▶ **Information shown**:
....
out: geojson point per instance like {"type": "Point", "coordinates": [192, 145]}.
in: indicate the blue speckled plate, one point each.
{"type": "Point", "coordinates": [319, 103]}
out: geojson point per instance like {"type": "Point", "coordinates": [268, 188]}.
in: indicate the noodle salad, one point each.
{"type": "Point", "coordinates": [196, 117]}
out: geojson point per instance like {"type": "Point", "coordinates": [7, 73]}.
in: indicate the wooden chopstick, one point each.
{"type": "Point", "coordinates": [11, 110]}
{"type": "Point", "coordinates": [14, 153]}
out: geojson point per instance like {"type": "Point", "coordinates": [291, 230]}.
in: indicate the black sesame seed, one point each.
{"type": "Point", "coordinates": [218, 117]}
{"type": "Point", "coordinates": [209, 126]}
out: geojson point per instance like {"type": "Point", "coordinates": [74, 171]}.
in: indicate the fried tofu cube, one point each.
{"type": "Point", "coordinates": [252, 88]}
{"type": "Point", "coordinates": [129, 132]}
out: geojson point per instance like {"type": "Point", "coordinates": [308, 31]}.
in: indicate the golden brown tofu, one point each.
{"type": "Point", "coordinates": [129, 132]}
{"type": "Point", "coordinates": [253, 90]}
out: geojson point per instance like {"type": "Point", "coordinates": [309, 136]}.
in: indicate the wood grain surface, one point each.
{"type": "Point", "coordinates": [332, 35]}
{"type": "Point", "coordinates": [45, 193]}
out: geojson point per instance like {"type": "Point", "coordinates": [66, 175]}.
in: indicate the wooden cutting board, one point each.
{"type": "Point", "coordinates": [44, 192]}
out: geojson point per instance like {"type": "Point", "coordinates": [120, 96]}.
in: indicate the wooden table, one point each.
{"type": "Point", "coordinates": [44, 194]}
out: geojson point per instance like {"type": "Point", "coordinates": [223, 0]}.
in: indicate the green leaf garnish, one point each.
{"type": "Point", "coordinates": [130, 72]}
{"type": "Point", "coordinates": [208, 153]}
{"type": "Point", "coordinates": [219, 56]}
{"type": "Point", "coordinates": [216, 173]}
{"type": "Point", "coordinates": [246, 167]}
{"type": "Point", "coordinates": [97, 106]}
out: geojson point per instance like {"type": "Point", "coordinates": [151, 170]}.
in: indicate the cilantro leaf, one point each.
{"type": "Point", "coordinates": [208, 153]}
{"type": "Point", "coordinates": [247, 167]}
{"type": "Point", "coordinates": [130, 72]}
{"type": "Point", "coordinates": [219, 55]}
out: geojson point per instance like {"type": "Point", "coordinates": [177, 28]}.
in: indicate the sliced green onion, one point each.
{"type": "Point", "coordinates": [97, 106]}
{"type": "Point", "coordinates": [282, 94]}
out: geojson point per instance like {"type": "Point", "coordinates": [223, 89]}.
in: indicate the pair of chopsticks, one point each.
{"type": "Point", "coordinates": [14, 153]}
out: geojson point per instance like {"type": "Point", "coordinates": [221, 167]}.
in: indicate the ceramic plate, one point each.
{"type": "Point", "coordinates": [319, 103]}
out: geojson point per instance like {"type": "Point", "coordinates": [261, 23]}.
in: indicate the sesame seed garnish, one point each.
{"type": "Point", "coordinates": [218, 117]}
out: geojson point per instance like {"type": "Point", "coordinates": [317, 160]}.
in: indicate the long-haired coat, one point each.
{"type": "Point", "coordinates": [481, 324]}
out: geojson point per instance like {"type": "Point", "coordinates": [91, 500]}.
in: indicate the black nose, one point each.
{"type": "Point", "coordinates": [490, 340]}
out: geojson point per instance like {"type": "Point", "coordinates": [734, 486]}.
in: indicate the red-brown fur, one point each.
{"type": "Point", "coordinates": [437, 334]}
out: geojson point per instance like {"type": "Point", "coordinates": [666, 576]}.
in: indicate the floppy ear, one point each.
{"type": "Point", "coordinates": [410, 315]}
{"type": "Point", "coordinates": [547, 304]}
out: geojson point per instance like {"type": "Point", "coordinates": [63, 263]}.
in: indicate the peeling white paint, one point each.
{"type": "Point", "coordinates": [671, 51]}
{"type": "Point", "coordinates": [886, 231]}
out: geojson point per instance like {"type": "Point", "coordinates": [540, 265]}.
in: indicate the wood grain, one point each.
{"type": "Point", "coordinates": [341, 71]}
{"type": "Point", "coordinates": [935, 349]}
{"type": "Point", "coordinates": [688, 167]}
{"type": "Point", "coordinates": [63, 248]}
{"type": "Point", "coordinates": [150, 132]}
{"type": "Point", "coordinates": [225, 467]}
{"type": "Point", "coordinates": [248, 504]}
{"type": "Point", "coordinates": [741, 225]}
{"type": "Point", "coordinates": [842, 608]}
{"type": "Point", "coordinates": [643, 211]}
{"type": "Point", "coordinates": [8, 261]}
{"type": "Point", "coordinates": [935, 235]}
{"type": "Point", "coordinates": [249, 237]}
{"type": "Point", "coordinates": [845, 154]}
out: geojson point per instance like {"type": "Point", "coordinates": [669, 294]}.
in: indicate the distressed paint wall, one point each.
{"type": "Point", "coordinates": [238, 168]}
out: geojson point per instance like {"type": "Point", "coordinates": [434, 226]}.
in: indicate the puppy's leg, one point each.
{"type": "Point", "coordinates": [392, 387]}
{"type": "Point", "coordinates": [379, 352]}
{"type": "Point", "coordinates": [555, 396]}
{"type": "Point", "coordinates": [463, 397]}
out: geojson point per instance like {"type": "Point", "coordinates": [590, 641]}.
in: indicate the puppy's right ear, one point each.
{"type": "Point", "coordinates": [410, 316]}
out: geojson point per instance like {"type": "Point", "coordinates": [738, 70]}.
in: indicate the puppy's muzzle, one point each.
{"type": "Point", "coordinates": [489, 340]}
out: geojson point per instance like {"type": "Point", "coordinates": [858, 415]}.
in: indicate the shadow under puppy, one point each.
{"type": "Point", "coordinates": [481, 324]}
....
▶ **Instructions for the task**: Reproduce the records above exactly.

▶ **Answer below**:
out: geojson point per instance like {"type": "Point", "coordinates": [192, 145]}.
in: indicate the blue speckled plate, one point each.
{"type": "Point", "coordinates": [319, 103]}
out: geojson point per instance like {"type": "Point", "coordinates": [268, 188]}.
in: indicate the noodle salad, one point each.
{"type": "Point", "coordinates": [196, 117]}
out: geojson point per instance like {"type": "Point", "coordinates": [7, 73]}.
in: indicate the wooden chopstick, one point each.
{"type": "Point", "coordinates": [11, 110]}
{"type": "Point", "coordinates": [14, 153]}
out: geojson point per instance like {"type": "Point", "coordinates": [291, 230]}.
in: indicate the black sesame seed, one point each.
{"type": "Point", "coordinates": [218, 117]}
{"type": "Point", "coordinates": [209, 126]}
out: geojson point per instance like {"type": "Point", "coordinates": [74, 171]}.
in: indicate the fried tofu cube, one point each.
{"type": "Point", "coordinates": [252, 88]}
{"type": "Point", "coordinates": [129, 132]}
out: geojson point per instance like {"type": "Point", "coordinates": [308, 31]}.
in: indicate the golden brown tofu, one point each.
{"type": "Point", "coordinates": [129, 132]}
{"type": "Point", "coordinates": [253, 90]}
out: geojson point per instance like {"type": "Point", "coordinates": [309, 136]}.
in: indicate the wood grain surface, one point each.
{"type": "Point", "coordinates": [332, 35]}
{"type": "Point", "coordinates": [45, 193]}
out: geojson point per instance like {"type": "Point", "coordinates": [66, 175]}.
in: indicate the wooden cutting board, one point each.
{"type": "Point", "coordinates": [44, 192]}
out: geojson point per instance like {"type": "Point", "coordinates": [120, 96]}.
in: indicate the wooden table, one point each.
{"type": "Point", "coordinates": [44, 194]}
out: geojson point per instance like {"type": "Point", "coordinates": [223, 0]}.
in: indicate the green leaf garnish, one point each.
{"type": "Point", "coordinates": [130, 72]}
{"type": "Point", "coordinates": [208, 153]}
{"type": "Point", "coordinates": [219, 56]}
{"type": "Point", "coordinates": [216, 173]}
{"type": "Point", "coordinates": [246, 167]}
{"type": "Point", "coordinates": [97, 106]}
out: geojson point per instance like {"type": "Point", "coordinates": [151, 170]}.
in: indicate the cilantro leaf, one point each.
{"type": "Point", "coordinates": [208, 153]}
{"type": "Point", "coordinates": [247, 167]}
{"type": "Point", "coordinates": [130, 72]}
{"type": "Point", "coordinates": [219, 55]}
out: geojson point per instance like {"type": "Point", "coordinates": [177, 28]}.
in: indicate the sliced green onion, one point each.
{"type": "Point", "coordinates": [97, 106]}
{"type": "Point", "coordinates": [282, 94]}
out: geojson point per instance like {"type": "Point", "coordinates": [223, 89]}.
in: indicate the pair of chopsticks, one point each.
{"type": "Point", "coordinates": [14, 153]}
out: geojson point per instance like {"type": "Point", "coordinates": [221, 167]}.
in: indicate the ceramic plate, one point each.
{"type": "Point", "coordinates": [319, 103]}
out: geojson point per instance like {"type": "Point", "coordinates": [261, 23]}.
in: indicate the sesame seed garnish, one point each.
{"type": "Point", "coordinates": [218, 117]}
out: geojson point per instance like {"type": "Point", "coordinates": [317, 160]}.
in: indicate the long-haired coat, one point each.
{"type": "Point", "coordinates": [481, 324]}
out: geojson point per instance like {"type": "Point", "coordinates": [91, 500]}.
in: indicate the black nose, one point each.
{"type": "Point", "coordinates": [490, 340]}
out: geojson point per instance like {"type": "Point", "coordinates": [734, 486]}.
in: indicate the red-brown fur, one point each.
{"type": "Point", "coordinates": [437, 334]}
out: geojson point per instance like {"type": "Point", "coordinates": [666, 576]}.
in: indicate the floppy ear, one point each.
{"type": "Point", "coordinates": [410, 315]}
{"type": "Point", "coordinates": [547, 304]}
out: geojson point per instance like {"type": "Point", "coordinates": [63, 263]}.
in: indicate the peeling white paint, one point each.
{"type": "Point", "coordinates": [671, 51]}
{"type": "Point", "coordinates": [886, 231]}
out: geojson point per instance like {"type": "Point", "coordinates": [540, 265]}.
in: indicate the wood grain, one point each.
{"type": "Point", "coordinates": [341, 71]}
{"type": "Point", "coordinates": [935, 349]}
{"type": "Point", "coordinates": [688, 167]}
{"type": "Point", "coordinates": [63, 248]}
{"type": "Point", "coordinates": [150, 132]}
{"type": "Point", "coordinates": [225, 467]}
{"type": "Point", "coordinates": [248, 504]}
{"type": "Point", "coordinates": [741, 225]}
{"type": "Point", "coordinates": [842, 608]}
{"type": "Point", "coordinates": [643, 211]}
{"type": "Point", "coordinates": [8, 261]}
{"type": "Point", "coordinates": [935, 235]}
{"type": "Point", "coordinates": [249, 237]}
{"type": "Point", "coordinates": [845, 154]}
out: geojson point per instance like {"type": "Point", "coordinates": [669, 294]}.
in: indicate the distressed paint wall, one point each.
{"type": "Point", "coordinates": [238, 168]}
out: geojson point per instance like {"type": "Point", "coordinates": [434, 226]}.
in: indicate the puppy's leg, one point each.
{"type": "Point", "coordinates": [392, 387]}
{"type": "Point", "coordinates": [379, 352]}
{"type": "Point", "coordinates": [555, 396]}
{"type": "Point", "coordinates": [463, 397]}
out: geojson point per instance like {"type": "Point", "coordinates": [590, 641]}.
in: indicate the puppy's right ear, one point each.
{"type": "Point", "coordinates": [410, 316]}
out: geojson point per instance like {"type": "Point", "coordinates": [738, 70]}.
in: indicate the puppy's muzzle, one point each.
{"type": "Point", "coordinates": [489, 340]}
out: geojson point per instance like {"type": "Point", "coordinates": [858, 415]}.
in: indicate the shadow under puppy, one point each.
{"type": "Point", "coordinates": [481, 324]}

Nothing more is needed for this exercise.